提示文:
"""

社会人として勤めた会社の経験が1社のみの方からのキャリア相談についてです。
相談者の方の情報をもう少し具体的にお伝えします。
新卒で入社された会社で、20年近く活躍されてきました。
会社は、今でこそ、誰もが知る企業に成長していますが、入社当時は、設立したてのベンチャー企業の状態でした。
ご自身は、現在主力となっている事業に深く関わってきており、企業の成長を支えてきたメンバーの一人であることは間違いありません。
その時々に会社が必要とする役割を担ってきており、結果として転職経験が無しとなっています。
このような相談者の方が、一般的に、初めて転職する際に、採用する側の企業からどのように見られるかをお伝えしていきます。
一般的な判断要素
ポジティブな要素
優秀な人材と判断されることが多いです。
職務経歴においても成果を上げていることが明らかなため、そう判断をされることが多いです。
新卒の際に、企業の成長を予測して、数ある選択肢の中からベンチャー企業を選んでおり、なんでもやる必要がある環境の中で、裁量を持った仕事を任され、成果を上げる必要があり、プレッシャーも半端ではないはずです。
また、会社が急成長し、環境が変わる中で、成果を上げながら長く在籍し続けることは、生半可では難しいです。
おそらく、職務経歴書上の会社から任されたその時々の役割などを具体的に聞けば分かるはずですが、会社の急成長と共に、ご自身も急成長して行っているはずです。
20年近く1つの企業に留まるにはそれなりの理由があります。
求められて在籍し続けている方であれば、当然、優秀な人材と判断されるはずです。
ネガティブな要素
様々な憶測から、身構えられてしまう事は良くあることになります。
20年近くもの間、1社のみしか経験していないため、他の会社の社風などに触れていないことになります。
そのため、初めての転職先として、自社で上手く受け入れることが出来るのか、不安が強く持つことが多いです。
その具体的なポイントとして、以下の2つに集約されます。
- 柔軟な方ではないのではないか?
- 行動力が無いのではないか?
①柔軟な方ではないのではないか?
1社しか経験がなく、その会社の社風のみの経験しかない場合は、そこで得た判断軸が正しいとして仕事を進めていきます。

"""

抽出した行:
"""

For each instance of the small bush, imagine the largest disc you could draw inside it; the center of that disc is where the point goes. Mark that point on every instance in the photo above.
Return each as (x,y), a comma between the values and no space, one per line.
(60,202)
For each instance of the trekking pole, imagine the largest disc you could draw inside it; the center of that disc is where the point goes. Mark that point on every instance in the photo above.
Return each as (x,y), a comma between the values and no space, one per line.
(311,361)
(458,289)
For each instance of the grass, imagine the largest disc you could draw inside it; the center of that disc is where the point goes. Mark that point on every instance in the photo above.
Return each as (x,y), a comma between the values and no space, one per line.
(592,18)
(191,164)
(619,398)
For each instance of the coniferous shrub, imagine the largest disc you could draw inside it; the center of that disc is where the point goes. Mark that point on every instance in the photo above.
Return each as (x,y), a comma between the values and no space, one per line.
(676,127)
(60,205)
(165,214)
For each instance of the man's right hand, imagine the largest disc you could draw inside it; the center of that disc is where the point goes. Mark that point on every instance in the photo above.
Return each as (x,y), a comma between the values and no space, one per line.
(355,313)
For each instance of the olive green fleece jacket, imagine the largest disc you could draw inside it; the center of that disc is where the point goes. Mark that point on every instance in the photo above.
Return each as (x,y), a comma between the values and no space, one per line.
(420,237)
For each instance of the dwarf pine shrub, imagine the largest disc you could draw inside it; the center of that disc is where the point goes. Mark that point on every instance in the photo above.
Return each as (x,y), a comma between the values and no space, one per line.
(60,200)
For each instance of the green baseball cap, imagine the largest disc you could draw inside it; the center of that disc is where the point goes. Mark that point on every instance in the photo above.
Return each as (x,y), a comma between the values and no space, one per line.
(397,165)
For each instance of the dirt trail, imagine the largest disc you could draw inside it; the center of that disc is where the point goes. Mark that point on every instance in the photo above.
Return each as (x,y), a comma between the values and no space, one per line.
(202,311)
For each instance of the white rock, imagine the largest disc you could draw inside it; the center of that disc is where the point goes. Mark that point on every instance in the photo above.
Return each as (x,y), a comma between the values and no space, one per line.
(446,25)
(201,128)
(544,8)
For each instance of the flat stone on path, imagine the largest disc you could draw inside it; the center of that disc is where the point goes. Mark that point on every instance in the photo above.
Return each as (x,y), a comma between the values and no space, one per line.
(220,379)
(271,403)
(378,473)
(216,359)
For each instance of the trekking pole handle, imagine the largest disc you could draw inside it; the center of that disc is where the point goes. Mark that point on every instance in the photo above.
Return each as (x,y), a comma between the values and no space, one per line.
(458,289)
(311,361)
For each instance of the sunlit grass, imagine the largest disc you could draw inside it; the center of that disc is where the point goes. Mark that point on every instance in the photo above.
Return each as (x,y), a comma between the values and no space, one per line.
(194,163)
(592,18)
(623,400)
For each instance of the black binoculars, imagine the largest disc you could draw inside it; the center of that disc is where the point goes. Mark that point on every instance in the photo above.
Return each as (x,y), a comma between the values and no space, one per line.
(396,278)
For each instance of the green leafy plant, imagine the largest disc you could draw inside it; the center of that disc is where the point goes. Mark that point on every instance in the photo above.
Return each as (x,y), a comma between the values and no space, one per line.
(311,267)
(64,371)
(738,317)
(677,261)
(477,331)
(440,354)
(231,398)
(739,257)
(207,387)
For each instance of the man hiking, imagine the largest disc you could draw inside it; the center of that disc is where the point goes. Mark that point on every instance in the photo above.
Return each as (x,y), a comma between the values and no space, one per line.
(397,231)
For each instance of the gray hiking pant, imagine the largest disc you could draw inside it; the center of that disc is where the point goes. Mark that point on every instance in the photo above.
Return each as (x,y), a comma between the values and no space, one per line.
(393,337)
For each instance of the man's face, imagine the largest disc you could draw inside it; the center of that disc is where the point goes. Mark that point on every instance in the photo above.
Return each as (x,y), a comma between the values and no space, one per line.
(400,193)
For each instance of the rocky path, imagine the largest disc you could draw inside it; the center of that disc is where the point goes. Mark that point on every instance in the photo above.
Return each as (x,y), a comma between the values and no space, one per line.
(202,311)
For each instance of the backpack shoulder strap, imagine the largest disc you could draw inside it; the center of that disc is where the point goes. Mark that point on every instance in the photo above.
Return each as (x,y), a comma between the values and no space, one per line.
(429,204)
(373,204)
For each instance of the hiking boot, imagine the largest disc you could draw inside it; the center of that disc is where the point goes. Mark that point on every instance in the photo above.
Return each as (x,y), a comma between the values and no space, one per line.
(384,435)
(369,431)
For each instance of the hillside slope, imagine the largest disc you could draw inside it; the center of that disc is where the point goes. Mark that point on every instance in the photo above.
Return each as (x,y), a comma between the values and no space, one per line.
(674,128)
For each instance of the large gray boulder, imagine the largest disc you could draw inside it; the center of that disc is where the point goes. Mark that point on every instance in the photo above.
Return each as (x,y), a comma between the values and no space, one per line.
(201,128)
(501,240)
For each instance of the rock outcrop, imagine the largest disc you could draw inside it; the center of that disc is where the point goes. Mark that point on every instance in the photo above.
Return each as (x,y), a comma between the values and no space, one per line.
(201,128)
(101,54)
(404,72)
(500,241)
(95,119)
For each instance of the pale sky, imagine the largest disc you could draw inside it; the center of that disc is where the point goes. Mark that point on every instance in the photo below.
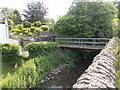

"""

設定課題 1:
提示文のうち、「社会人として勤めた会社の経験が1社のみの方からのキャリア相談についてです。」で始まり「職経験が無しとなっています。」まで続く部分を書き写してください。
設定課題 2:
提示文によると、相談者が入社した当時、その会社はどのような状態でしたか。

最終回答 1:
社会人として勤めた会社の経験が1社のみの方からのキャリア相談についてです。
相談者の方の情報をもう少し具体的にお伝えします。
新卒で入社された会社で、20年近く活躍されてきました。
会社は、今でこそ、誰もが知る企業に成長していますが、入社当時は、設立したてのベンチャー企業の状態でした。
ご自身は、現在主力となっている事業に深く関わってきており、企業の成長を支えてきたメンバーの一人であることは間違いありません。
その時々に会社が必要とする役割を担ってきており、結果として転職経験が無しとなっています。

最終回答 2:
設立したてのベンチャー企業の状態でした。